━━ PASSAGE FOR REVIEW ━━
But if the class was not on a topic absolutely essential to what the student is trying to achieve (for example, particle physics for a student wanting to do a PhD in Chemistry), qualities such as an ability to work under pressure, good time-management, dedication, ability to handle responsibilities, etc, might be a lot more important than having achieved a thorough mastery of the material. If I were having to choose, to supervise, from among two students, one a B student who if he wasn't so apathetic would easily be an A student, and an ill-prepared, maybe not very talented, but very hard-working C student, I'd take the C student. Besides, if whatever entity is requiring references isn't going to consider these things, then they're just wasting everyone's time - presumably they're getting a transcript or can check the GPA or whatever is applicable in the relevant jurisdiction, so they don't need references in the first place if they only care about grades. They're like that relative for whom "What do you think about X?" means "I want you to agree with me."
━━━
** BRIEF A **
In the passage on academic references, which of the two students would the writer choose to supervise?
** BRIEF B **
Write a continuation of the passage on academic references, picking up right after its final sentence.
━━ DATA FOR REVIEW ━━
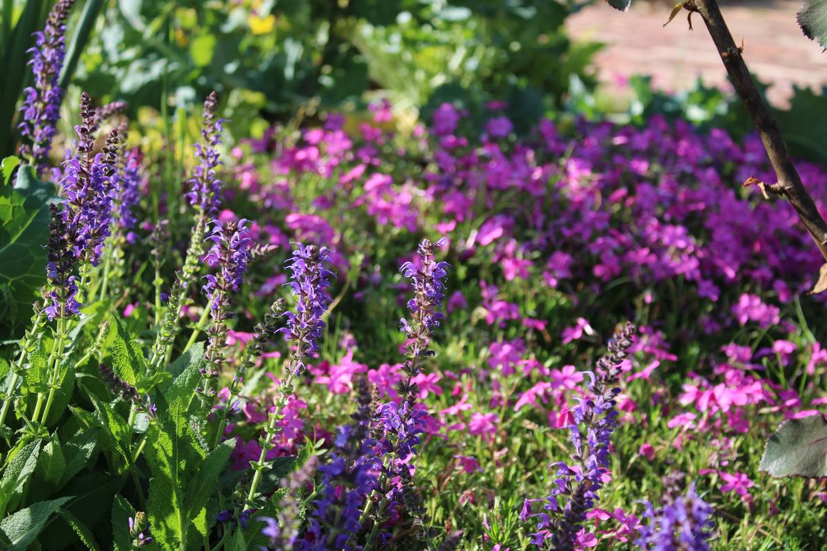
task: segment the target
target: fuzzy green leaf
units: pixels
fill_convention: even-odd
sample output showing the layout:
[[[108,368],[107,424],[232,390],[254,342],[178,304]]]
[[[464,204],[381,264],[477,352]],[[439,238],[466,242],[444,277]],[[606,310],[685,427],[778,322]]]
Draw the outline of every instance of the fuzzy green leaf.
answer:
[[[63,455],[63,449],[60,448],[60,440],[57,435],[52,436],[43,449],[41,450],[41,456],[37,459],[37,468],[35,469],[35,477],[38,481],[36,487],[32,490],[39,492],[47,490],[54,490],[55,487],[60,482],[63,472],[66,468],[66,458]],[[30,499],[46,497],[48,494],[42,496],[30,495]]]
[[[218,487],[218,475],[224,469],[230,454],[235,449],[235,439],[225,440],[219,444],[207,455],[201,468],[187,485],[184,506],[195,529],[204,537],[208,534],[207,501]]]
[[[13,508],[23,495],[26,482],[37,467],[41,453],[41,440],[29,442],[12,458],[0,478],[0,516]]]
[[[93,535],[92,530],[79,520],[78,517],[63,508],[58,508],[57,514],[66,521],[66,524],[74,531],[78,538],[80,539],[80,542],[86,546],[86,549],[89,551],[100,551],[100,546],[95,541],[95,537]]]
[[[136,340],[123,326],[117,315],[115,323],[109,325],[109,353],[112,354],[112,368],[122,379],[135,385],[139,374],[146,373],[146,360]]]
[[[796,18],[805,36],[827,50],[827,0],[804,0]]]
[[[758,469],[773,477],[827,477],[827,420],[812,416],[782,423],[767,441]]]
[[[58,484],[59,488],[65,486],[80,469],[92,462],[100,432],[101,429],[97,426],[82,428],[64,444],[63,455],[66,460],[66,468],[63,471],[60,483]]]
[[[49,206],[57,200],[55,187],[38,180],[31,166],[17,170],[13,188],[0,188],[0,315],[12,325],[28,317],[45,283]]]
[[[132,549],[129,536],[129,519],[135,518],[135,508],[120,494],[115,496],[112,508],[112,530],[115,551],[130,551]]]
[[[26,551],[43,530],[49,517],[70,499],[70,496],[65,496],[50,501],[39,501],[0,521],[0,531],[8,538],[12,545],[9,551]]]
[[[6,159],[2,159],[2,163],[0,163],[0,173],[2,173],[2,185],[8,185],[8,183],[12,180],[12,174],[18,164],[20,164],[20,159],[14,155],[6,157]]]

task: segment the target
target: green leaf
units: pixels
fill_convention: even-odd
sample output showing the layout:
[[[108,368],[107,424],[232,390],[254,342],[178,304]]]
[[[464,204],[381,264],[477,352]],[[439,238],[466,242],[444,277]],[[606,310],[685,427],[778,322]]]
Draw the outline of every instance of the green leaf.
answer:
[[[109,325],[109,354],[112,355],[112,368],[115,373],[129,384],[135,386],[139,374],[146,373],[146,360],[137,340],[127,330],[123,322],[117,314],[112,317],[115,323]]]
[[[8,538],[12,545],[9,551],[26,551],[43,530],[49,517],[70,499],[71,496],[65,496],[50,501],[39,501],[0,521],[0,531]]]
[[[0,188],[0,316],[8,325],[29,316],[45,283],[49,206],[57,200],[55,187],[27,165],[17,170],[13,188]]]
[[[74,69],[78,66],[78,59],[84,47],[89,40],[89,36],[94,30],[95,21],[98,20],[98,14],[100,13],[103,6],[103,0],[87,0],[84,6],[84,11],[80,14],[78,26],[74,29],[72,36],[72,41],[66,48],[66,56],[63,67],[60,69],[60,75],[58,80],[58,86],[64,90],[69,85],[69,81],[74,73]]]
[[[57,435],[54,435],[51,439],[43,446],[41,450],[41,456],[37,458],[37,468],[35,469],[35,477],[38,481],[37,487],[32,490],[44,490],[47,488],[54,489],[60,482],[63,472],[66,468],[66,459],[63,456],[63,449],[60,448],[60,440]],[[41,496],[46,497],[48,494]],[[35,497],[36,499],[37,497]]]
[[[41,440],[29,442],[12,458],[0,478],[0,516],[13,508],[23,495],[26,482],[35,472],[37,456],[41,453]]]
[[[235,449],[235,439],[219,444],[207,455],[201,468],[187,485],[184,506],[192,519],[193,525],[202,536],[208,535],[207,501],[218,487],[218,475],[224,469]]]
[[[807,38],[827,50],[827,0],[804,0],[796,19]]]
[[[782,423],[767,441],[758,470],[773,477],[827,477],[827,420],[819,415]]]
[[[49,391],[49,387],[46,386],[48,361],[49,359],[43,354],[42,348],[38,348],[29,355],[28,365],[24,366],[23,368],[22,393],[24,395]]]
[[[244,532],[241,530],[236,530],[236,533],[232,534],[230,538],[229,543],[227,544],[228,551],[247,551],[250,548],[244,542]]]
[[[606,2],[609,2],[609,6],[621,12],[628,12],[632,6],[632,0],[606,0]]]
[[[86,549],[89,551],[100,551],[100,546],[95,541],[95,537],[92,534],[92,530],[79,520],[78,517],[62,507],[58,508],[57,514],[66,521],[66,524],[74,531],[80,539],[80,542],[86,546]]]
[[[132,540],[129,535],[129,519],[135,518],[135,508],[121,494],[115,496],[112,508],[112,530],[115,551],[130,551]]]
[[[190,363],[167,391],[164,413],[160,413],[159,401],[159,420],[146,431],[148,444],[144,454],[152,475],[146,512],[156,541],[169,551],[187,539],[190,518],[184,488],[198,473],[207,454],[198,444],[187,415],[200,378],[199,362]]]
[[[59,488],[65,486],[80,469],[92,463],[100,432],[101,429],[97,426],[81,428],[64,444],[63,455],[66,460],[66,468],[60,477],[60,483],[58,484]]]
[[[189,55],[196,67],[206,67],[213,61],[216,37],[212,33],[196,36],[189,44]]]
[[[117,451],[127,464],[131,463],[129,446],[129,425],[127,420],[115,411],[112,406],[103,403],[94,394],[88,393],[95,411],[100,418],[103,432],[110,441],[110,448]]]
[[[6,157],[6,159],[2,159],[2,163],[0,163],[0,173],[2,173],[2,185],[8,185],[8,183],[12,180],[12,174],[18,164],[20,164],[20,159],[14,155]]]

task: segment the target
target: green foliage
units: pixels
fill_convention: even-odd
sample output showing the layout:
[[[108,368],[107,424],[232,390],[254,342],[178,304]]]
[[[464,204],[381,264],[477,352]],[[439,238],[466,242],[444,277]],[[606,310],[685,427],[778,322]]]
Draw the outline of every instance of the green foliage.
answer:
[[[45,283],[49,206],[56,201],[54,187],[31,166],[17,169],[13,187],[0,187],[0,325],[14,328],[31,316]]]
[[[71,497],[40,501],[0,520],[0,532],[7,539],[9,551],[26,551],[50,517]]]
[[[827,49],[827,2],[825,0],[804,0],[801,10],[796,17],[798,26],[810,40]]]
[[[784,422],[767,441],[759,468],[773,477],[827,477],[827,421],[816,415]]]
[[[40,440],[25,444],[21,442],[19,449],[12,450],[11,461],[0,478],[0,518],[9,509],[14,509],[22,497],[26,484],[37,467],[41,444]]]

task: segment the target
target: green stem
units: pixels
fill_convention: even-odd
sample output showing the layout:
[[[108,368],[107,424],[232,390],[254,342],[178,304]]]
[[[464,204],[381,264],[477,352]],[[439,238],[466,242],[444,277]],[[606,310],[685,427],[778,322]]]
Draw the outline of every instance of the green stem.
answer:
[[[198,325],[195,325],[195,330],[193,330],[193,334],[189,335],[189,340],[187,341],[187,345],[184,347],[184,352],[186,352],[193,344],[195,344],[196,339],[198,338],[198,335],[203,330],[204,325],[207,324],[207,318],[209,316],[209,306],[204,308],[203,312],[201,314],[201,318],[198,320]],[[183,353],[182,353],[183,354]]]

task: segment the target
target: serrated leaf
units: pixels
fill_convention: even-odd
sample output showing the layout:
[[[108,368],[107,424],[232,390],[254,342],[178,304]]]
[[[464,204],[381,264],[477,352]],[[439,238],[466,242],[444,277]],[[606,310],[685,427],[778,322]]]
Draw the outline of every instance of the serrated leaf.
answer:
[[[132,549],[129,535],[129,519],[135,518],[135,508],[121,494],[115,496],[112,508],[112,530],[115,551],[130,551]]]
[[[37,467],[41,444],[39,439],[29,442],[8,462],[2,478],[0,478],[0,517],[5,515],[7,509],[13,508],[23,495],[26,482]]]
[[[37,468],[35,469],[35,475],[38,481],[41,483],[45,483],[45,486],[56,486],[60,482],[60,477],[63,476],[63,472],[65,468],[66,459],[63,456],[60,440],[58,439],[57,435],[55,435],[43,446],[43,449],[41,450],[41,456],[37,459]],[[45,496],[43,496],[43,497],[45,497]]]
[[[236,441],[226,440],[208,454],[201,463],[201,468],[187,485],[184,507],[189,511],[193,525],[198,533],[206,537],[207,501],[218,485],[218,475],[227,466],[230,454],[236,449]]]
[[[767,441],[758,470],[773,477],[827,477],[827,420],[819,415],[782,423]]]
[[[112,451],[119,453],[127,464],[131,463],[128,442],[130,433],[127,420],[116,411],[115,408],[104,404],[93,394],[88,393],[88,398],[100,418],[103,432],[110,440]]]
[[[796,19],[807,38],[827,49],[827,0],[804,0]]]
[[[632,6],[632,0],[606,0],[609,6],[621,12],[628,12]]]
[[[140,376],[146,373],[146,360],[136,340],[123,326],[120,317],[112,316],[115,323],[109,325],[109,354],[112,368],[118,377],[135,386]]]
[[[14,187],[0,188],[0,287],[5,295],[0,315],[6,322],[28,317],[45,283],[49,206],[57,201],[55,187],[38,180],[27,165],[18,169]]]
[[[91,463],[98,448],[98,439],[101,429],[95,426],[82,428],[63,446],[63,455],[66,460],[66,468],[58,488],[66,485],[75,474],[80,472],[88,463]]]
[[[14,173],[14,169],[17,168],[18,164],[20,164],[20,159],[15,157],[14,155],[6,157],[2,159],[2,163],[0,163],[0,173],[2,173],[2,185],[8,185],[8,183],[12,180],[12,174]]]
[[[0,521],[0,531],[8,538],[12,546],[9,551],[26,551],[43,530],[49,517],[70,499],[70,496],[65,496],[50,501],[40,501]]]
[[[62,507],[58,508],[57,514],[66,521],[66,524],[74,531],[78,538],[80,539],[80,542],[86,546],[87,549],[89,551],[100,551],[100,546],[95,541],[95,537],[93,535],[92,530],[79,520],[78,517]]]

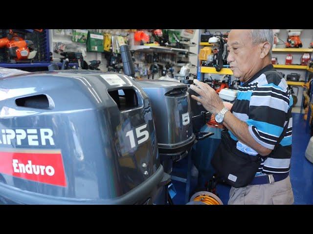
━━━
** EXERCISE ANSWER A **
The ill-prepared but very hard-working C student.

** EXERCISE ANSWER B **
Maybe I'm misunderstood your post, but why would someone in a different field give a recommendation letter to a student in a different field for grad school? If a chemistry major came to me for a reference letter for grad school, even if the student was getting an A in my class, I would still refer him or her to his field. Why would my glowing review of the student's ability to master The Iliad be helpful to the student? If I was on a board looking for grad applicants and got a recommendation from a biology professor, I would think there was a problem. Even if another humanity professor gave a recommendation I would wonder:"Why couldn't this applicant get an English professor to recommend him?" It would smell fishy to me.

You might've had the student in several classes, some more closely related to the target program than others, or the student might've worked with you in some other capacity (undergraduate thesis, for example) doing work relevant to the target program, and also have taken courses not that essential. Also, programs typically ask for multiple references, so say two references from chemists and one from a physicist for chemistry program with strong interdisciplinary components might be entirely appropriate.